Reproduce the lines of the records below, starting at the line containing "Could you mark the animal paw" and ending at the end of the records, including the requests, and offset each answer coordinate by adding 56. Omit the pictures from your reply.

=== DATASET EXTRACT ===

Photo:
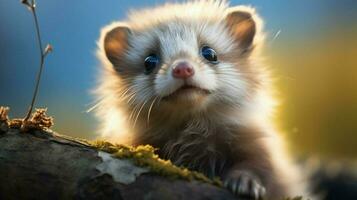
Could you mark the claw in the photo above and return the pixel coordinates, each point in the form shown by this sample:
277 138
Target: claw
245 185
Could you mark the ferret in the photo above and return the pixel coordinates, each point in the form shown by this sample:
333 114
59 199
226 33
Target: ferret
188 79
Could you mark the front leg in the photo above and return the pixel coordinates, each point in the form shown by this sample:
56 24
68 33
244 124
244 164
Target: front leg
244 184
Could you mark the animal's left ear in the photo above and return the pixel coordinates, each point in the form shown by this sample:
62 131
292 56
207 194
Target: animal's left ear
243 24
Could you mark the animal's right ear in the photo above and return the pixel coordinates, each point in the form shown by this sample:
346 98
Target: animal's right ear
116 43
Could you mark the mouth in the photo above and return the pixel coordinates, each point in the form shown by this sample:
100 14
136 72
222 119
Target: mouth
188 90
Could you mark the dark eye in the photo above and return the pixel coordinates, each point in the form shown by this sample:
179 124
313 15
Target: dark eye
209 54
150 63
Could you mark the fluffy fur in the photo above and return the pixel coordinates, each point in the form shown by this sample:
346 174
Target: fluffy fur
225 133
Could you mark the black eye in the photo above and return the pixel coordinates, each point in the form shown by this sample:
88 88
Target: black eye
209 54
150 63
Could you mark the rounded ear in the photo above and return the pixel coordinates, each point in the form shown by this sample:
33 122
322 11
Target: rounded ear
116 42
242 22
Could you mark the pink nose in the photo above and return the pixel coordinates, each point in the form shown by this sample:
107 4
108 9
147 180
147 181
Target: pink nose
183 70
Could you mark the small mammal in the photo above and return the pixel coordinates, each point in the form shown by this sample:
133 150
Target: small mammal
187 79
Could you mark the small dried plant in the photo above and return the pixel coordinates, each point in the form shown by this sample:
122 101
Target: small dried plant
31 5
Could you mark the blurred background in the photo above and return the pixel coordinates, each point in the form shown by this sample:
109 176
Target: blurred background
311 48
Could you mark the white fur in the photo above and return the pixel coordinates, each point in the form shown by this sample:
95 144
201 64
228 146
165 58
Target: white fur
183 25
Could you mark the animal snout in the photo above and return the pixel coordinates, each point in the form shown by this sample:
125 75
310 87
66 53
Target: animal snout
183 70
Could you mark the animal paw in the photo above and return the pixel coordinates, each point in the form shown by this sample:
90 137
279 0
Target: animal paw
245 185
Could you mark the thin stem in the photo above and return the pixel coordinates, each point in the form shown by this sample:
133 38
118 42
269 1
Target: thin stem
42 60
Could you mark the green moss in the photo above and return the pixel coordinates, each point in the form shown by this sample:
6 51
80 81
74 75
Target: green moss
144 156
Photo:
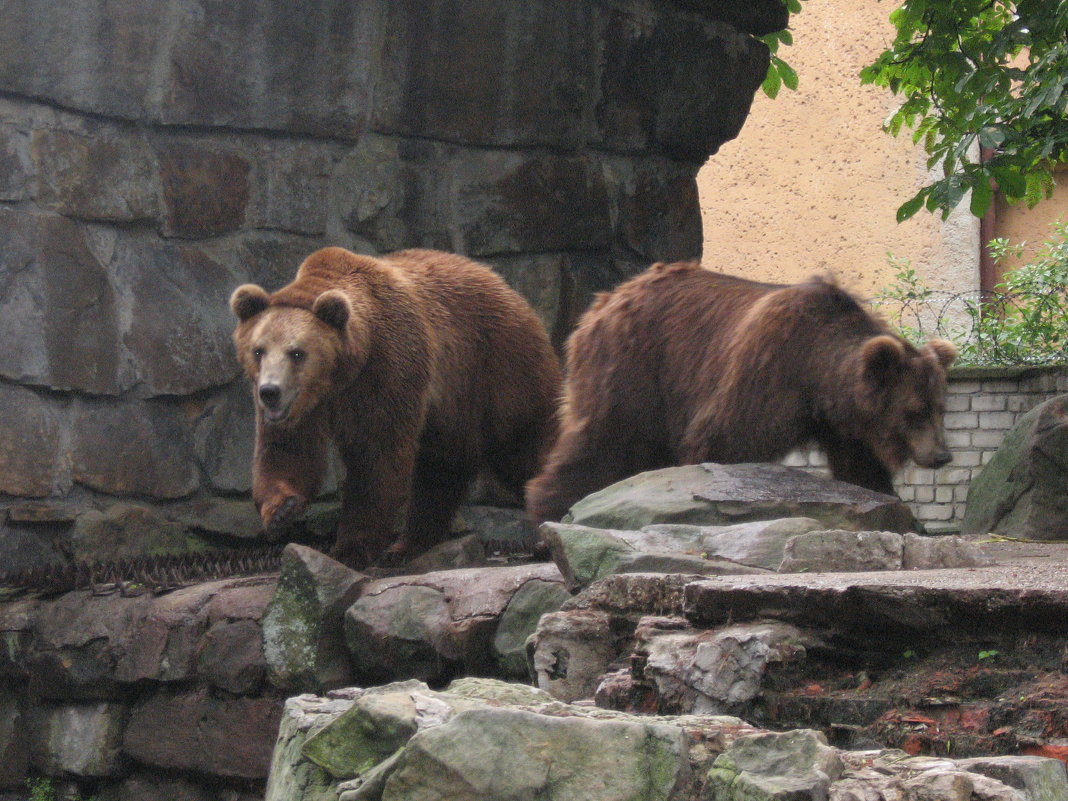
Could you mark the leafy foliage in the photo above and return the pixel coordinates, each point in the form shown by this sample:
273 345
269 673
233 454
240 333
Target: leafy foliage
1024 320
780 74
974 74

===

* _RESULT FOR THIS TASK_
Could you mark the animal paw in the photo above and return the pixel coordinates, each point in the form shown by this sample:
90 137
279 0
Target: animal paw
301 241
Could you mark the thin stem in the photo above and return the pixel coordinates, each point in the form shown by this sample:
133 38
118 42
269 1
Target: thin stem
98 116
Could you mark the green moss in the photo above and return the pixel coordinates, each point in the form shown by this sample:
6 51
80 81
74 75
Target: green moss
200 212
Photo:
Could you mark the leafy foliage in the photo above and return the pixel coordinates, each point in the form shown by this sample:
273 345
269 673
233 454
240 333
Target: leafy foliage
1080 376
836 130
1030 130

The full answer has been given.